**Required action**.
With the images omitted, return all of the entries exactly as they stand.

**Entries provided**.
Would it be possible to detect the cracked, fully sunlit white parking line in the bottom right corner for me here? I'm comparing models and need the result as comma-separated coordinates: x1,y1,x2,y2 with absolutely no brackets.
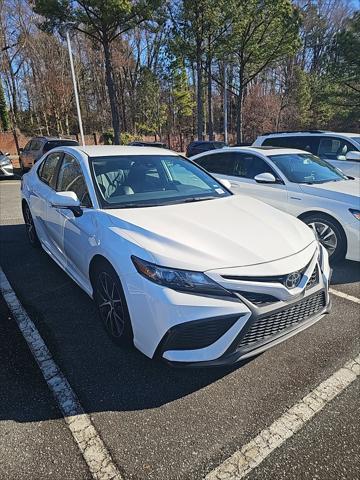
205,354,360,480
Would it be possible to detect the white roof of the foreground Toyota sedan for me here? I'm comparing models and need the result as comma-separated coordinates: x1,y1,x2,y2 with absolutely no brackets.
63,145,178,157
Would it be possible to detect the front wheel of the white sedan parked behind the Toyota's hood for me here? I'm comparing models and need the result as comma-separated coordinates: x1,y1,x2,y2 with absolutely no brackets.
302,213,346,263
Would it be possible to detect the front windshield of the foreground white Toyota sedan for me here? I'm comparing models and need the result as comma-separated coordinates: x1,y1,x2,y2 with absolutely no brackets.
90,155,231,208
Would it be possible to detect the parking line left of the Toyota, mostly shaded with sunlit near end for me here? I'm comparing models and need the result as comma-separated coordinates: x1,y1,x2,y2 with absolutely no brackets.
0,267,123,480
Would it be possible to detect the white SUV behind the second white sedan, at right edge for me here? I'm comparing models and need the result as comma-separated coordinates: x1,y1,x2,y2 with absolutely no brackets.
253,130,360,177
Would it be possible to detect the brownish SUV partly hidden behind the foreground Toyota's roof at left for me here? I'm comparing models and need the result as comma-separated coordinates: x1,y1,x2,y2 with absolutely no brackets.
19,137,79,173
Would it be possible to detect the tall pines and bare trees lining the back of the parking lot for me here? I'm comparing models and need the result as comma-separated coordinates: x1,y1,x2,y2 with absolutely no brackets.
0,0,360,148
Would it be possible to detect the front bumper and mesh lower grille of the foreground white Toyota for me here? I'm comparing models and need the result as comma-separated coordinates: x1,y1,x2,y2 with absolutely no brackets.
150,244,331,367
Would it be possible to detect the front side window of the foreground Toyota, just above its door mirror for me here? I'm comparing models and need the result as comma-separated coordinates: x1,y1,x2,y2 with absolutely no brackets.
57,154,92,208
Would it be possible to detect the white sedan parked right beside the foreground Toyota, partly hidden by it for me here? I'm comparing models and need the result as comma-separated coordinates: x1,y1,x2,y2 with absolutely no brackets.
192,147,360,261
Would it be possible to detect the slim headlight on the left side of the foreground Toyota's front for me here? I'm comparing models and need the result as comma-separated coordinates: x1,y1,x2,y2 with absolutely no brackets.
131,255,233,297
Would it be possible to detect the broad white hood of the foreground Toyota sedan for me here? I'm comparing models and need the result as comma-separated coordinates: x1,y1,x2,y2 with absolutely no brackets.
107,195,315,271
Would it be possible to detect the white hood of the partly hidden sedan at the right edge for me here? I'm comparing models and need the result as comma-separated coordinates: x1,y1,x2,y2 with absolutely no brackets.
300,179,360,205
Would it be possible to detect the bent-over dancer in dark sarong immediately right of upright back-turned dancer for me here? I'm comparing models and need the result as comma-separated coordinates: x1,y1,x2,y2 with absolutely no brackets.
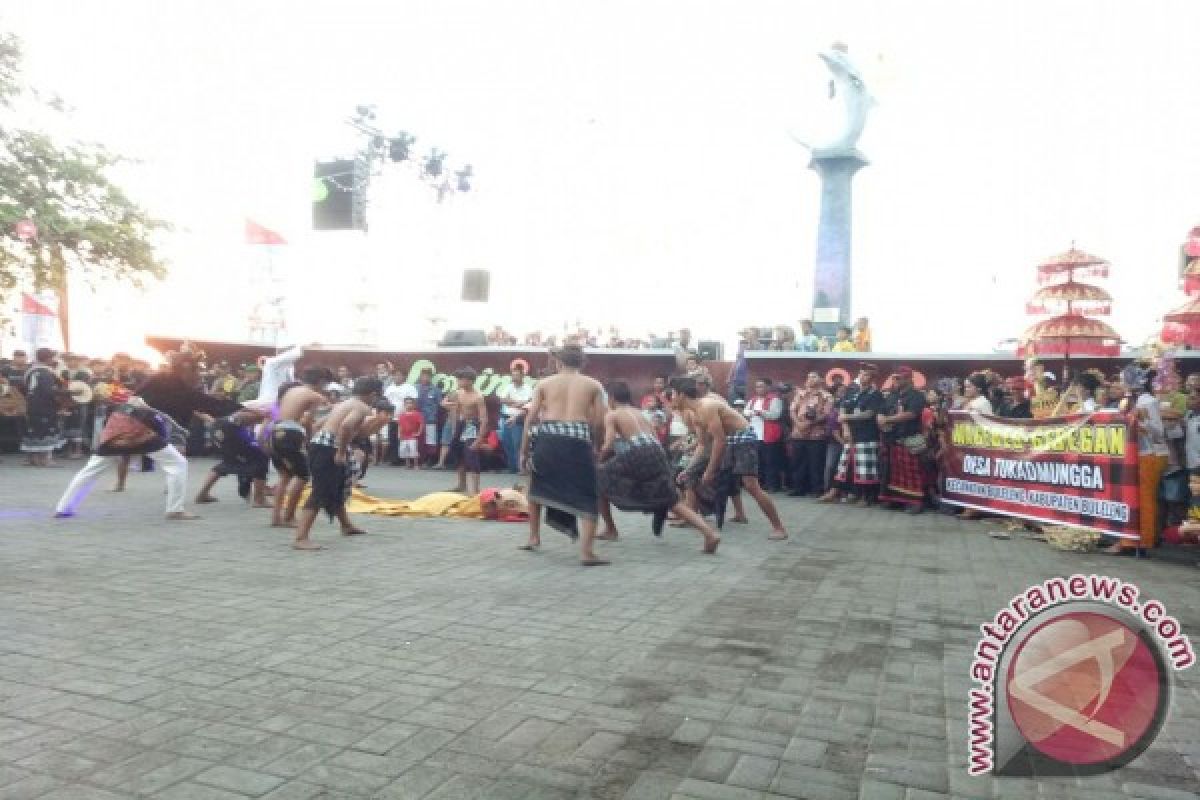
596,381,721,553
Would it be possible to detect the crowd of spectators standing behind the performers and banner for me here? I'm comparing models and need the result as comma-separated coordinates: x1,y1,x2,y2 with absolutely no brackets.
0,331,1200,556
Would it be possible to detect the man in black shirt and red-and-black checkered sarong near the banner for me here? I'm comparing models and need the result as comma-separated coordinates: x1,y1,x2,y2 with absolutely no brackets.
878,367,929,513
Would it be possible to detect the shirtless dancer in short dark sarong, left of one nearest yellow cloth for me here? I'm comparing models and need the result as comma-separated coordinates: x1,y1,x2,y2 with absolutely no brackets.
271,367,331,528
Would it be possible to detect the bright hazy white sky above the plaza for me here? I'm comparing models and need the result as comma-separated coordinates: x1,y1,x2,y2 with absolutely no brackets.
0,0,1200,353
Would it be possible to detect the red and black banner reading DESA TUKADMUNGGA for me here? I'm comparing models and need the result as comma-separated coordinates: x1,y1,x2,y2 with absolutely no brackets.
944,411,1138,539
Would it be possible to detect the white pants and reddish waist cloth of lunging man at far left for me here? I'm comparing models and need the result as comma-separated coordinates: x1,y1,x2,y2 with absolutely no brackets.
54,397,199,519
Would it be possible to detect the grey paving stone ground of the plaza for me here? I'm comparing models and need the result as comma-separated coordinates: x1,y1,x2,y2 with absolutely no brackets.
0,456,1200,800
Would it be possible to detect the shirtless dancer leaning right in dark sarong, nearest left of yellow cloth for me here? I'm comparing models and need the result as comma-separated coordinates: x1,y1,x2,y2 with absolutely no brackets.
292,378,383,551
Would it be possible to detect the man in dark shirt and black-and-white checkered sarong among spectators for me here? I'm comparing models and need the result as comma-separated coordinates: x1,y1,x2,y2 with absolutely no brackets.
820,363,883,505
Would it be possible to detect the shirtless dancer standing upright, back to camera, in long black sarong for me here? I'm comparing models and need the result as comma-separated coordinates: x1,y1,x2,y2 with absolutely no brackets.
521,345,608,566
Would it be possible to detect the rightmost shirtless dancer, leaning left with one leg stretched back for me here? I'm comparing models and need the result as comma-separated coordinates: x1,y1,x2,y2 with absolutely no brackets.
672,378,787,541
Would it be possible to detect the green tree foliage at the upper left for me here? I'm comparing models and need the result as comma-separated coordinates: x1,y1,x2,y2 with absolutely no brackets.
0,34,167,293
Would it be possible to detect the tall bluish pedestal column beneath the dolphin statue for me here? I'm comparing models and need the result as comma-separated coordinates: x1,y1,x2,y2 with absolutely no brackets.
809,149,870,339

**Output of the exercise**.
Would it be possible to detect the cracked, fully sunlit white parking line in the bottom right corner for me here? I'm comparing models and need the result as comma-separated coordinates: x1,y1,x2,y2 with absolutely no brackets.
205,354,360,480
Would it be possible to detect the white roof of the foreground Toyota sedan for me here? I'm comparing models and need the result as comma-separated coordinates: x1,y1,x2,y2 with absolutely no brackets.
63,145,178,157
Would it be possible to detect the front wheel of the white sedan parked behind the Toyota's hood for me here? I'm comparing models and need the result as comma-separated coordinates: x1,y1,x2,y2 with absolutely no brackets.
302,213,346,263
Would it be possible to detect the front windshield of the foreground white Toyota sedan for me here? I'm comparing models and need the result as comma-separated coordinates: x1,y1,x2,y2 with absolutely no brackets.
90,155,231,208
Would it be possible to detect the parking line left of the Toyota, mostly shaded with sunlit near end for me here? I'm comparing models and need the result as comma-separated coordinates: x1,y1,x2,y2 with absolutely no brackets.
0,267,123,480
Would it be possible to detect the white SUV behind the second white sedan, at right edge for me here? I'm comparing models and need the result as comma-separated coordinates: x1,y1,x2,y2 with absolutely no brackets.
253,130,360,177
Would it be possible to detect the brownish SUV partly hidden behind the foreground Toyota's roof at left for me here? I'm comparing models and need the result as comma-separated coordinates: x1,y1,x2,y2 with absolutely no brackets.
19,137,79,173
Would it be possible to detect the tall pines and bare trees lining the back of the parking lot for me here? I'm comparing models and need the result as comma-separated coordinates: x1,y1,x2,y2 with absolutely no brackets.
0,0,360,148
Would it be possible to detect the front bumper and mesh lower grille of the foreground white Toyota for me here? I'm comparing models and need the result as comma-separated coordinates: x1,y1,x2,y2 with absolutely no brackets.
150,244,331,367
Would it be possible to detect the front side window of the foreground Toyota, just above its door mirror for me here? I'm comparing models and need the result as comma-separated coordinates: x1,y1,x2,y2 with absolutely no brackets.
57,154,92,208
Would it be possible to detect the white sedan parked right beside the foreground Toyota, partly hidden by it for me here? I'm comparing models and need the result as comma-separated coordinates: x1,y1,x2,y2 with absolutely no brackets.
192,147,360,261
Would it be possible to detect the slim headlight on the left side of the foreground Toyota's front for me here? I'm comparing models and need the result as comma-separated coordinates: x1,y1,x2,y2 with absolutely no brackets.
131,255,233,297
Would it be possible to detect the broad white hood of the foreground Toyota sedan for me here? I'm comparing models and need the result as comma-separated coordinates: x1,y1,x2,y2 with absolutely no brackets.
107,195,315,271
Would it be possible to detect the white hood of the partly hidden sedan at the right edge for me here? I'm comparing models and need the result as comma-separated coordinates: x1,y1,x2,y2 with absolutely no brackets.
300,179,360,205
Would it be possible to detect the bent-over dancer in dark sarong immediately right of upright back-turned dancer for me here? I'm comparing models and need the result as comma-separated coordinates: x1,y1,x2,y2 with absolutely no brackets.
596,381,721,553
Would it be possible to detect the crowd of spectators standing behind the performers and banner for me here? I'm comparing models and need the result as comma-separated coordinates: x1,y1,x2,y2 with absolutely no brackets.
0,331,1200,556
Would it be possible to detect the man in black shirt and red-and-black checkered sarong near the banner for me here? I'm comparing models and need the result as comma-separated coordinates: x1,y1,x2,y2 with absolutely no brackets.
878,367,929,513
Would it be possible to detect the shirtless dancer in short dark sarong, left of one nearest yellow cloth for me here? I'm comparing models and need the result as comma-separated coordinates: x1,y1,x2,y2 with absolutely no brackets.
271,367,331,528
Would it be possible to detect the bright hazy white sky above the plaza for me here? I'm comparing models and need the result as comma-separated coordinates: x1,y1,x2,y2 with absolutely no brackets.
0,0,1200,353
Would it be possible to detect the red and black banner reading DESA TUKADMUNGGA for me here? I'm comparing models and need the result as comma-separated coordinates: x1,y1,x2,y2 with absolutely no brackets.
944,411,1138,539
Would it be possible to detect the white pants and reddish waist cloth of lunging man at far left for me here? I'm comparing models and need the result as comma-separated coordinates: x1,y1,x2,y2 with absolutely no brackets.
54,397,199,519
Would it be possible to detect the grey paving stone ground of the plaza for me here? I'm comparing models and need the result as comma-separated coordinates: x1,y1,x2,y2 with absolutely no brackets.
0,456,1200,800
Would it be possible to detect the shirtless dancer leaning right in dark sarong, nearest left of yellow cloth for me here? I'm comparing models and need the result as comma-separated coordinates: x1,y1,x2,y2 with absolutely no brackets.
292,378,383,551
Would it be possible to detect the man in dark shirt and black-and-white checkered sarong among spectators for me here? I'm comparing models and need the result as comma-separated coordinates: x1,y1,x2,y2 with absolutely no brackets.
820,363,883,505
Would it be possible to detect the shirtless dancer standing upright, back to camera, in long black sarong for me here? I'm comparing models and need the result as comma-separated coordinates: x1,y1,x2,y2 with absolutely no brackets.
521,345,608,566
Would it be possible to detect the rightmost shirtless dancer, leaning left with one leg stretched back for me here? I'm comparing models and need the result as comma-separated coordinates: x1,y1,x2,y2 with absolutely no brackets.
672,378,787,541
Would it be possible to detect the green tree foliage at the upper left for me here? I'm comparing models and need the result as comma-separated coordinates: x1,y1,x2,y2 with absolutely no brackets.
0,34,167,293
Would it be possible to detect the tall bluish pedestal column beneath the dolphin statue for me here? I'm comparing models and need the result as comma-separated coordinates: x1,y1,x2,y2 with absolutely no brackets.
809,149,870,339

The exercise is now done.